■ WHAT IS REQUIRED: Copy all of the data below verbatim, leaving the pictures out of your reproduction.

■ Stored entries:
━━━

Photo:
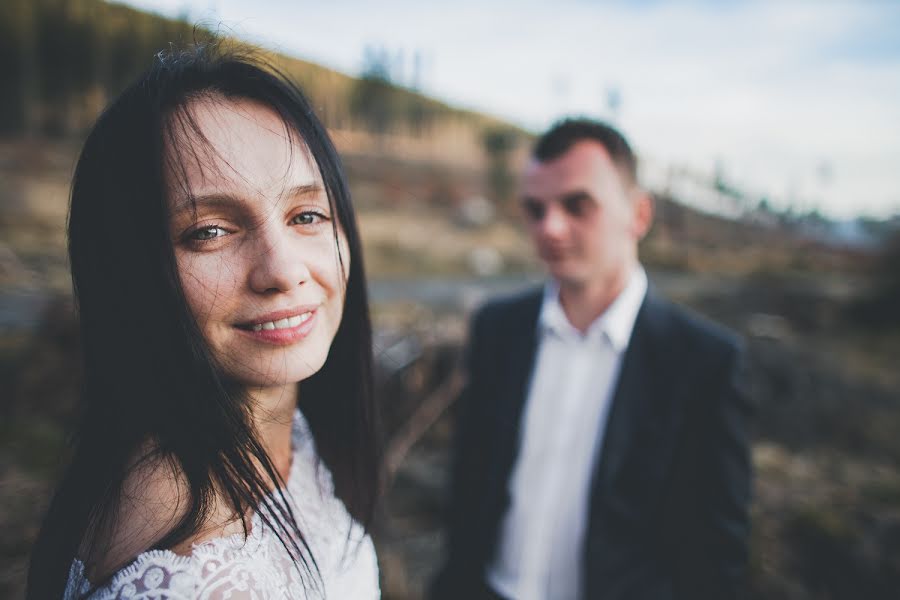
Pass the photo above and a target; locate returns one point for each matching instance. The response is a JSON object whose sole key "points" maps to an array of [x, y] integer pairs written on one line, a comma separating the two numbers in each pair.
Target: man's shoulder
{"points": [[690, 330]]}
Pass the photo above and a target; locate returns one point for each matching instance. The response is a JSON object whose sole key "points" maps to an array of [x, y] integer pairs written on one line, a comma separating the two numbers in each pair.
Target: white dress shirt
{"points": [[540, 550]]}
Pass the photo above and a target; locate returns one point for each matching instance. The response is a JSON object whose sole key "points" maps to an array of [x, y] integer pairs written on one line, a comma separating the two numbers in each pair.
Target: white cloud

━━━

■ SOLUTION:
Photo:
Pass the photo above and a target; locate returns one point for each matching instance. The response is a JSON object whose sole key "points" maps to an array of [x, y] integer pairs written on one line, a comma separating the two numbers in each pair.
Target: man's shoulder
{"points": [[690, 330]]}
Pass the photo above and a target; locate returns one point for each matching instance. The response is a JSON object whose sole key "points" maps to an array of [x, y] integer pairs written on one line, a comma separating the two numbers in each pair.
Target: white dress shirt
{"points": [[540, 550]]}
Pass the photo above and a target; locate returns one point for each matching instance. The response is a JSON object whose sole key "points" maps to an array of [x, y] integer pairs written on one line, a comma separating the two numbers in each pair.
Target: white cloud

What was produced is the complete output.